== SOURCE MATERIAL ==

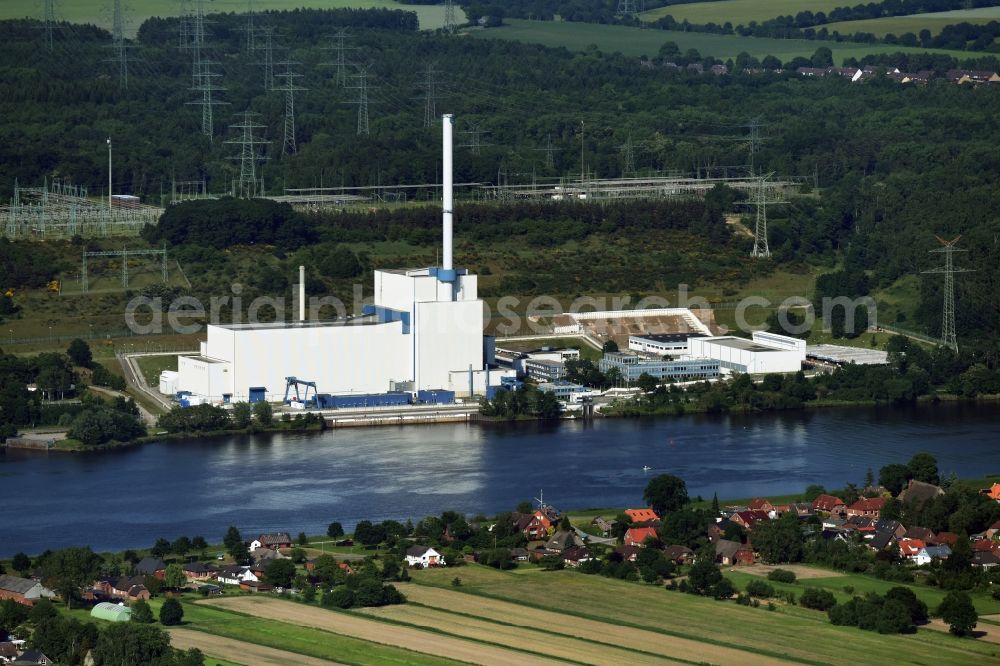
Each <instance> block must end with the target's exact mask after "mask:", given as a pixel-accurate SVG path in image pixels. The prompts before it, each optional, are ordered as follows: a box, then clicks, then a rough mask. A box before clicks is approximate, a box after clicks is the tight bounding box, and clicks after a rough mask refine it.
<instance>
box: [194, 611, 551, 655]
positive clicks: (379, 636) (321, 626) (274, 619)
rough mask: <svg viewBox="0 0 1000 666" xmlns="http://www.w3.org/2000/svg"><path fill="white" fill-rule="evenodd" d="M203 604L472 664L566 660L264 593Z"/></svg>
mask: <svg viewBox="0 0 1000 666" xmlns="http://www.w3.org/2000/svg"><path fill="white" fill-rule="evenodd" d="M199 603H203V604H206V605H210V606H218V607H220V608H225V609H228V610H233V611H236V612H238V613H246V614H248V615H253V616H255V617H262V618H266V619H268V620H277V621H279V622H289V623H291V624H297V625H299V626H303V627H312V628H314V629H322V630H323V631H329V632H332V633H335V634H342V635H345V636H352V637H354V638H359V639H361V640H365V641H371V642H373V643H381V644H383V645H393V646H396V647H401V648H404V649H407V650H413V651H415V652H423V653H425V654H432V655H435V656H438V657H445V658H447V659H456V660H458V661H466V662H469V663H472V664H491V665H492V664H497V665H498V666H523V664H525V663H531V664H543V665H546V666H553V665H555V664H562V663H564V662H561V661H557V660H554V659H543V658H541V657H536V656H534V655H528V654H526V653H524V652H519V651H517V650H512V649H506V648H501V647H494V646H492V645H483V644H482V643H476V642H473V641H470V640H465V639H461V638H453V637H450V636H444V635H442V634H435V633H431V632H428V631H422V630H420V629H414V628H411V627H400V626H398V625H392V624H386V623H385V622H380V621H378V620H373V619H371V618H367V617H363V616H360V615H355V614H351V613H338V612H334V611H328V610H326V609H323V608H316V607H312V606H305V605H303V604H297V603H293V602H291V601H282V600H280V599H270V598H267V597H262V596H252V597H230V598H220V599H208V600H206V601H201V602H199ZM293 663H295V662H293Z"/></svg>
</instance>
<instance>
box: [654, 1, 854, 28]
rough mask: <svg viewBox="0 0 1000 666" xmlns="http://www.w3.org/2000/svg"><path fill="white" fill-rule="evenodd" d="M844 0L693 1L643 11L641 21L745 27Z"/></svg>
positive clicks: (834, 7)
mask: <svg viewBox="0 0 1000 666" xmlns="http://www.w3.org/2000/svg"><path fill="white" fill-rule="evenodd" d="M843 6H844V0H719V1H718V2H693V3H690V4H686V3H685V4H677V5H668V6H666V7H657V8H656V9H651V10H649V11H648V12H643V13H642V14H641V15H640V16H639V18H640V19H642V20H643V21H655V20H657V19H659V18H661V17H663V16H667V15H668V14H669V15H670V16H673V17H674V19H675V20H677V21H683V20H684V19H687V20H688V22H690V23H695V24H705V23H717V24H719V25H723V24H725V23H726V22H727V21H728V22H730V23H732V24H733V26H734V27H735V26H737V25H740V24H743V25H747V24H749V23H750V21H757V22H758V23H763V22H764V21H766V20H768V19H772V18H776V17H778V16H789V15H791V16H795V15H796V14H798V13H799V12H804V11H811V12H813V13H816V12H829V11H830V10H831V9H835V8H837V7H843Z"/></svg>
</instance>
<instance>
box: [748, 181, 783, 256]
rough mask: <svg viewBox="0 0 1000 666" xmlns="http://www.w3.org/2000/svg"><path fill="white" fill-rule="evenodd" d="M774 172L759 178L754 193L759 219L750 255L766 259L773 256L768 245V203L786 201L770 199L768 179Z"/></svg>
mask: <svg viewBox="0 0 1000 666" xmlns="http://www.w3.org/2000/svg"><path fill="white" fill-rule="evenodd" d="M772 175H773V174H767V175H766V176H761V177H760V178H758V179H757V190H756V192H755V194H754V199H753V203H754V207H755V208H756V209H757V220H756V223H755V224H754V230H753V250H751V251H750V256H751V257H755V258H763V259H766V258H768V257H770V256H771V249H770V248H769V247H768V245H767V205H768V204H780V203H785V202H784V201H780V200H768V198H767V196H768V194H767V180H768V178H770V177H771V176H772Z"/></svg>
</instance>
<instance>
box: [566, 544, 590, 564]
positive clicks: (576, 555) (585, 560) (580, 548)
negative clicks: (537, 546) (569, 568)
mask: <svg viewBox="0 0 1000 666" xmlns="http://www.w3.org/2000/svg"><path fill="white" fill-rule="evenodd" d="M562 558H563V562H565V563H566V566H568V567H574V568H575V567H578V566H580V565H581V564H582V563H584V562H586V561H587V560H589V559H591V558H590V551H589V550H587V548H586V547H585V546H570V547H569V548H567V549H566V550H564V551H563V554H562Z"/></svg>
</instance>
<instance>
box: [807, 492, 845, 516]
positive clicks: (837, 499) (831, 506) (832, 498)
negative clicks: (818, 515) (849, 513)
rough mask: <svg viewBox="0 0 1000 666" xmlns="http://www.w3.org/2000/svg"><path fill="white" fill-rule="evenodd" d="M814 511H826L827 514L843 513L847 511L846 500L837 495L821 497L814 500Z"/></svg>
mask: <svg viewBox="0 0 1000 666" xmlns="http://www.w3.org/2000/svg"><path fill="white" fill-rule="evenodd" d="M812 508H813V511H825V512H826V513H841V512H843V511H844V510H846V509H847V506H846V505H845V504H844V500H842V499H840V498H839V497H837V496H835V495H820V496H819V497H817V498H816V499H814V500H813V504H812Z"/></svg>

===

#### AIM OF THE TASK
Retype only the lines above between the line with "box: [748, 181, 783, 256]" and the line with "positive clicks: (576, 555)", counting those two lines as well, and keep every character as it is.

#### RESPONSE TO THIS TASK
box: [748, 181, 783, 256]
rough mask: <svg viewBox="0 0 1000 666" xmlns="http://www.w3.org/2000/svg"><path fill="white" fill-rule="evenodd" d="M774 172L759 178L754 193L759 219L750 255L766 259L773 256L768 245V203L786 201L770 199L768 179Z"/></svg>
mask: <svg viewBox="0 0 1000 666" xmlns="http://www.w3.org/2000/svg"><path fill="white" fill-rule="evenodd" d="M772 175H773V174H767V175H766V176H761V177H760V178H758V179H757V190H756V192H755V194H754V199H753V203H754V207H755V208H756V209H757V220H756V223H755V224H754V230H753V250H751V251H750V256H751V257H755V258H763V259H766V258H768V257H770V256H771V249H770V248H769V247H768V245H767V205H768V204H780V203H785V202H784V201H780V200H768V198H767V196H768V194H767V180H768V178H770V177H771V176H772Z"/></svg>
</instance>
<instance>
box: [566, 544, 590, 564]
positive clicks: (576, 555) (585, 560) (580, 548)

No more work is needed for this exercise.